───── Record excerpts

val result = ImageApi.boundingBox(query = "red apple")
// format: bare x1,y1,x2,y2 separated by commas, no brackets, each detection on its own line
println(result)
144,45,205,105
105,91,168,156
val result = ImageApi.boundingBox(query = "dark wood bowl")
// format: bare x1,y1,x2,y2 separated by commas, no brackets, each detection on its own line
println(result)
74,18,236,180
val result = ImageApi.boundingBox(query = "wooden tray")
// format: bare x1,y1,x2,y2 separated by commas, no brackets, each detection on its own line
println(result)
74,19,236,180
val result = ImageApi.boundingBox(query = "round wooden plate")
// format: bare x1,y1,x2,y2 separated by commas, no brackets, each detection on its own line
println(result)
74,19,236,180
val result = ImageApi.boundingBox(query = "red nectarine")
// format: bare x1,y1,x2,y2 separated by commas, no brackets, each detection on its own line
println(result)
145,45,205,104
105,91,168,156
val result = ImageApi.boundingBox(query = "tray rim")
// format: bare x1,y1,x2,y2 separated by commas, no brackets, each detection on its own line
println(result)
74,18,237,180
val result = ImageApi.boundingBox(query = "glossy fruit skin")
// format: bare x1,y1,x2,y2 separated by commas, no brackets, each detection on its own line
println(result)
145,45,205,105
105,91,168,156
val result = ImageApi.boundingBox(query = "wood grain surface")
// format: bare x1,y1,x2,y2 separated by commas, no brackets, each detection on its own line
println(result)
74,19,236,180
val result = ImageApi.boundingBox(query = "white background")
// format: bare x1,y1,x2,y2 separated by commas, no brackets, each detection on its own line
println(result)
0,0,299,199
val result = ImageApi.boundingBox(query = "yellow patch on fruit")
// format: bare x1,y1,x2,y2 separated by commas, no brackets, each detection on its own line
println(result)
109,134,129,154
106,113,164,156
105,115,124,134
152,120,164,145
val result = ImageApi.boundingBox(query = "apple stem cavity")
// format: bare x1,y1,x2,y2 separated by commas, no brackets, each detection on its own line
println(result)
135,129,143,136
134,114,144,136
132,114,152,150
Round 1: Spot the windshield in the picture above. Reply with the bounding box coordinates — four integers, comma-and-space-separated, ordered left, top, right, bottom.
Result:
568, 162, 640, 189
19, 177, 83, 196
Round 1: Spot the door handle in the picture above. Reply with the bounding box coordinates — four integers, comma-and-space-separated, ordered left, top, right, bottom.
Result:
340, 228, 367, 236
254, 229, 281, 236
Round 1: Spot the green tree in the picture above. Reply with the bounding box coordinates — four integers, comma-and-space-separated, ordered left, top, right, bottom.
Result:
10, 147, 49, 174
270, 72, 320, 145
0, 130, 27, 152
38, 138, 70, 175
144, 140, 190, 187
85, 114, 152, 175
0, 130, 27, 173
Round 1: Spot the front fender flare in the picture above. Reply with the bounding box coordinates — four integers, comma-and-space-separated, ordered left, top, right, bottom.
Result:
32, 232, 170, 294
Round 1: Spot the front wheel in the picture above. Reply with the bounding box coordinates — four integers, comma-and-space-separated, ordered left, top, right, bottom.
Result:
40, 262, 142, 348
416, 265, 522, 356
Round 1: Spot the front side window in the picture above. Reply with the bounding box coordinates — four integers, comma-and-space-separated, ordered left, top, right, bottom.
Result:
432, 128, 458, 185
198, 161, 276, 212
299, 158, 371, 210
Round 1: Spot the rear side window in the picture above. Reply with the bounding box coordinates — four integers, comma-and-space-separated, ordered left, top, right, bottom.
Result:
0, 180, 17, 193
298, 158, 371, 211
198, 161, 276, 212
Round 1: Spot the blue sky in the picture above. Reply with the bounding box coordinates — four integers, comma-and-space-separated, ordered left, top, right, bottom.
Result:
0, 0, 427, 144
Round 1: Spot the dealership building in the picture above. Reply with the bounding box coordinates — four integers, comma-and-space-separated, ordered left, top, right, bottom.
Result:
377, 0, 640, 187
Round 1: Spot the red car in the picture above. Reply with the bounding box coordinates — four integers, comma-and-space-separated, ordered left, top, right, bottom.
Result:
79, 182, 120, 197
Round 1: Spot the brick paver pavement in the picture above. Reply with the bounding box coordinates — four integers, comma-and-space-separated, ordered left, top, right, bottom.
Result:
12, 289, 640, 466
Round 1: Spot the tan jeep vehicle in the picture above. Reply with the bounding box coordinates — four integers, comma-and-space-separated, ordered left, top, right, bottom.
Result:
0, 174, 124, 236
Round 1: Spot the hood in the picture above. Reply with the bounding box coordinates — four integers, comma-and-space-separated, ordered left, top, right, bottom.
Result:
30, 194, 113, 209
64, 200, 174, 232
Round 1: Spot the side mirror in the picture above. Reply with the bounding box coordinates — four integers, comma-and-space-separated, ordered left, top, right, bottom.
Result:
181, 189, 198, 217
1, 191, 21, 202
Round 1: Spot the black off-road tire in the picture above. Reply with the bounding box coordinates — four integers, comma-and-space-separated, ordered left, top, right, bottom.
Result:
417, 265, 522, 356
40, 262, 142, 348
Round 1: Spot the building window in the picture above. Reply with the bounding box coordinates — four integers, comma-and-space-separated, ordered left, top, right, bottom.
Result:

──────────

Task goal => Which lines of the material contain "fruit"? List them.

Exercise answer =>
val result = ImageApi.boundingBox(query = "glossy fruit skin")
val result = ImageApi.boundingBox(query = "yellow patch on fruit")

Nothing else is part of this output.